TAREFA PROPOSTA 1: Reproduza o trecho sobre os procedimentos de RAL de "Um ponto de" a "vinculativo e o tiverem expressamente aceitado.".
TAREFA PROPOSTA 2: Resuma em duas frases o trecho sobre o caráter vinculativo das decisões de RAL.

TRECHO:
========================================

Um ponto de especial atenção, relacionado ao princípio da liberdade, diz respeito ao caráter vinculativo ou não vinculativo da decisão resultante dos procedimentos de RAL. Na prática, deve-se assegurar que a solução imposta só seja vinculativa para as partes se elas tiverem sido previamente informadas do seu caráter vinculativo e o tiverem expressamente aceitado.

Aqui vale destacar uma diferença entre a Diretiva 2013/11/EU e a sua norma incorporadora lusitana, a Lei 144/15, pois a primeira previu expressamente que os estados-membros devem assegurar que, nos procedimentos de RAL destinados a resolver o litígio por imposição de uma solução, tal solução só seja vinculativa para as partes se elas tiverem sido previamente informadas do seu caráter e o tiverem expressamente aceitado.

========================================

DADOS FORNECIDOS:
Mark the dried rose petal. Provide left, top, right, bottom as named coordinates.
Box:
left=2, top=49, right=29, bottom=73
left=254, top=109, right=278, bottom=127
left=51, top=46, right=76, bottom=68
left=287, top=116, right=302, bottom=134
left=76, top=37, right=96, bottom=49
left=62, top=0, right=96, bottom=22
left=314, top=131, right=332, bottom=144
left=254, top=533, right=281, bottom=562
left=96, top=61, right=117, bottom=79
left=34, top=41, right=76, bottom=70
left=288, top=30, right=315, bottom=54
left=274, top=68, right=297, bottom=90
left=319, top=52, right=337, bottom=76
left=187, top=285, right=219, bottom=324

========================================

RESPOSTA 1:
Um ponto de especial atenção, relacionado ao princípio da liberdade, diz respeito ao caráter vinculativo ou não vinculativo da decisão resultante dos procedimentos de RAL. Na prática, deve-se assegurar que a solução imposta só seja vinculativa para as partes se elas tiverem sido previamente informadas do seu caráter vinculativo e o tiverem expressamente aceitado.

RESPOSTA 2: Ligado ao princípio da liberdade, um ponto de atenção nos procedimentos de RAL é que a solução imposta só seja vinculativa para as partes se elas tiverem sido previamente informadas desse caráter e o tiverem aceitado expressamente. A Diretiva 2013/11/EU previu isso expressamente, o que marca uma diferença em relação à Lei 144/15, a norma lusitana que a incorporou.